** Work instructions **
Restate word for word the lines beginning with the one that contains "Target: green grass field" and ending at the bottom of the records below, both included.

** Given information **

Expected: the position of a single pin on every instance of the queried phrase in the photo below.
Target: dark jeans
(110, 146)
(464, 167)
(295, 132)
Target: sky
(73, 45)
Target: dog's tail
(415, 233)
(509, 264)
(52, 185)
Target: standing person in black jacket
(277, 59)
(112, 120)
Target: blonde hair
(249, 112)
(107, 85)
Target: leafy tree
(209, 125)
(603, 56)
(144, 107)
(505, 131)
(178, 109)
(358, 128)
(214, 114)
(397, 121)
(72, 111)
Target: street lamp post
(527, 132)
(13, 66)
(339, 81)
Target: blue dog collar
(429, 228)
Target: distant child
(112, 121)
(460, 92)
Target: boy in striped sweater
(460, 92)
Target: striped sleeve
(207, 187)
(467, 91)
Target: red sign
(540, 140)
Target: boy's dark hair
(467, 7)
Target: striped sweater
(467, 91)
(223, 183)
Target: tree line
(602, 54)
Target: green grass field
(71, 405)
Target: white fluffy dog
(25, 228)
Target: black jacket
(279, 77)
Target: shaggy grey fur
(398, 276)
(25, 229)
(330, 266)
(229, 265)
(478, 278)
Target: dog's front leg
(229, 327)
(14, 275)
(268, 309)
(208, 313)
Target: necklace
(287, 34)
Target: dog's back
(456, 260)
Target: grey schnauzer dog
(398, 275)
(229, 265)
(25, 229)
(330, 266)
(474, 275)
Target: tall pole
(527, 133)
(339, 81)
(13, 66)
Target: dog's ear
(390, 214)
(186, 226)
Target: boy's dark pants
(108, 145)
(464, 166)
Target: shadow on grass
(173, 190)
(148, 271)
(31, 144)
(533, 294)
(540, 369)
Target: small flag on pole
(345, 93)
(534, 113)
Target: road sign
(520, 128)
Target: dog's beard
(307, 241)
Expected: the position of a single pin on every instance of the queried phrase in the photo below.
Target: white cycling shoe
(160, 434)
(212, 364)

** Task result **
Target: green grass field
(71, 405)
Target: white fluffy dog
(25, 228)
Target: black jacket
(279, 77)
Target: shaggy grey fur
(398, 276)
(25, 229)
(330, 266)
(229, 265)
(478, 278)
Target: dog's front leg
(229, 327)
(14, 275)
(268, 309)
(208, 313)
Target: necklace
(287, 34)
Target: dog's back
(456, 260)
Target: grey schnauzer dog
(398, 275)
(229, 265)
(25, 229)
(330, 266)
(474, 275)
Target: tall pole
(527, 133)
(339, 81)
(13, 66)
Target: dog's ear
(390, 214)
(186, 226)
Target: boy's dark pants
(108, 145)
(464, 166)
Target: shadow on grass
(173, 190)
(148, 271)
(31, 144)
(533, 294)
(540, 369)
Target: small flag on pole
(345, 93)
(534, 113)
Target: road sign
(520, 128)
Target: dog's beard
(307, 241)
Expected: the position of a single pin on every instance of the queried phrase in the photo below.
Target: white cycling shoe
(160, 434)
(212, 364)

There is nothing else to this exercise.